» Data extract
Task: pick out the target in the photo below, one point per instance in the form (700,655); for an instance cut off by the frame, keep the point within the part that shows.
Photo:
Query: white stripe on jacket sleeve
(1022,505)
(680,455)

...

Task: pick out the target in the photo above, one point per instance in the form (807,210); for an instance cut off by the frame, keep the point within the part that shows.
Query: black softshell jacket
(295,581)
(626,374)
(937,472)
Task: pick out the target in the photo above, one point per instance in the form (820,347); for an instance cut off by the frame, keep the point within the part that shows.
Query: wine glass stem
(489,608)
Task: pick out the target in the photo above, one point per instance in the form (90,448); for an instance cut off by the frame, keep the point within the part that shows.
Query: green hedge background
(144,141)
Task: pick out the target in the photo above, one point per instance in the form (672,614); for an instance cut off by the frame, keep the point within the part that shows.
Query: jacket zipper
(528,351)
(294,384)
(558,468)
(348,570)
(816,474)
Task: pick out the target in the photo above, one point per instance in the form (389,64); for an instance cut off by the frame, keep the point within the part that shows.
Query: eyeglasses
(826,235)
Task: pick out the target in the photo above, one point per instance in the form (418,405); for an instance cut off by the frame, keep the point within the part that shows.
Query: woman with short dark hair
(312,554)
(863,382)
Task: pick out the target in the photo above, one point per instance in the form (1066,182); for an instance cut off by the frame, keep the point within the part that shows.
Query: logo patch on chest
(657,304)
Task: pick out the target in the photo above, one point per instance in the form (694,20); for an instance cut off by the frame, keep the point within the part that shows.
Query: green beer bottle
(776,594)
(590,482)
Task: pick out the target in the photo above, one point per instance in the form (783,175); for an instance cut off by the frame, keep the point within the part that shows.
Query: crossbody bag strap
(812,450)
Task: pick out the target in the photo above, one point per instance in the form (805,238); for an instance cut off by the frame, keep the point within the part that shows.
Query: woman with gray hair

* * *

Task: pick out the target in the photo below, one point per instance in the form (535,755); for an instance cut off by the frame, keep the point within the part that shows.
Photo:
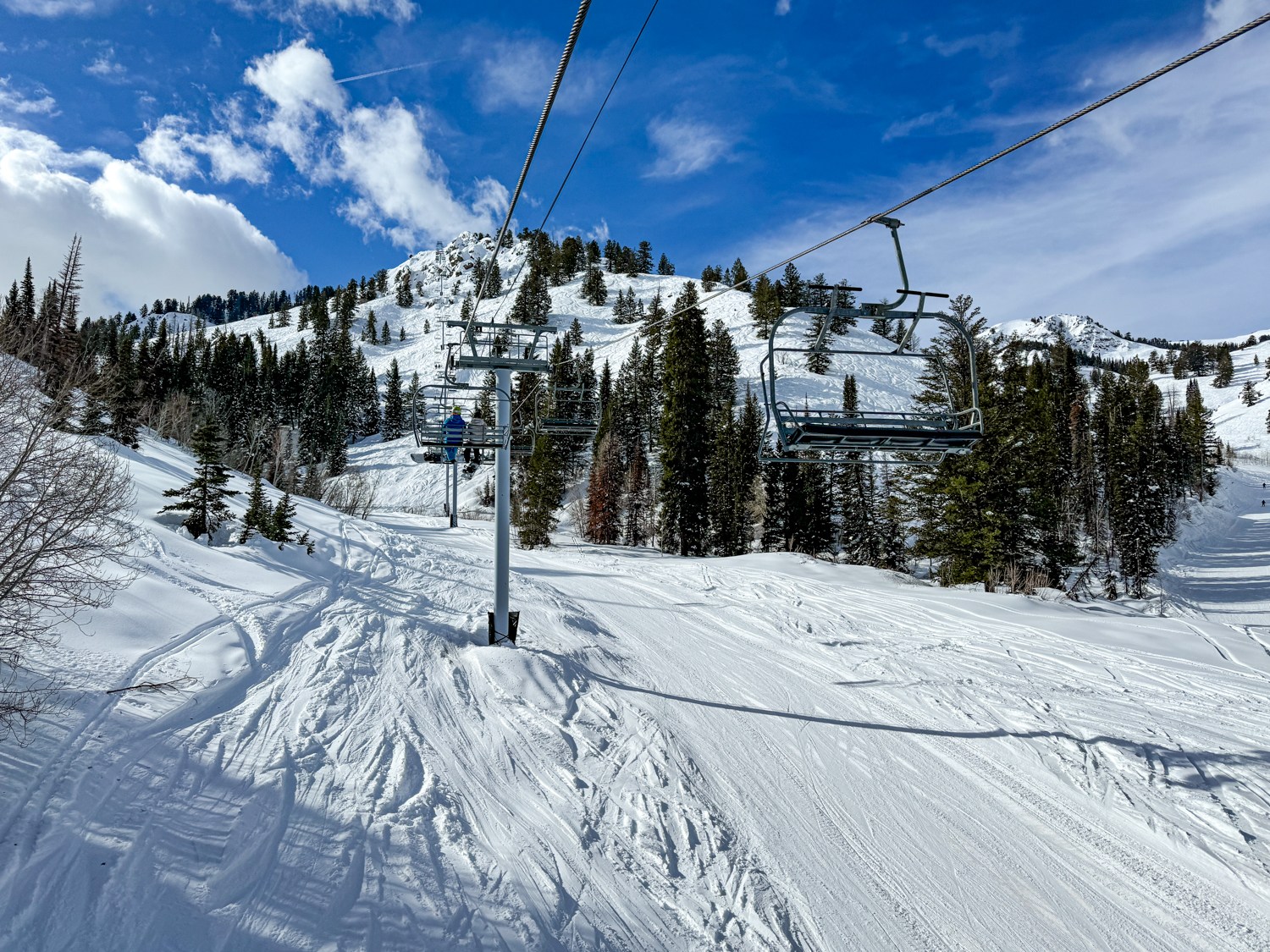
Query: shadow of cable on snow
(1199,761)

» Given instruction
Print, word for word, every line from the one containing "the form (783,175);" through the one containing "Query: woman with gray hair", including both of those lines.

» Solution to the problem
Task: pick out the target in the photo above, one point per instance in the form (783,175); for an instance cut off by the frame, keep the point within the part that shows.
Query: crossbody bag strap
(812,450)
Task: pick out the target in the photo above, one point per instance in the form (805,238); for an instance cut off by the frame, keep the point within the part that shows.
Query: woman with gray hair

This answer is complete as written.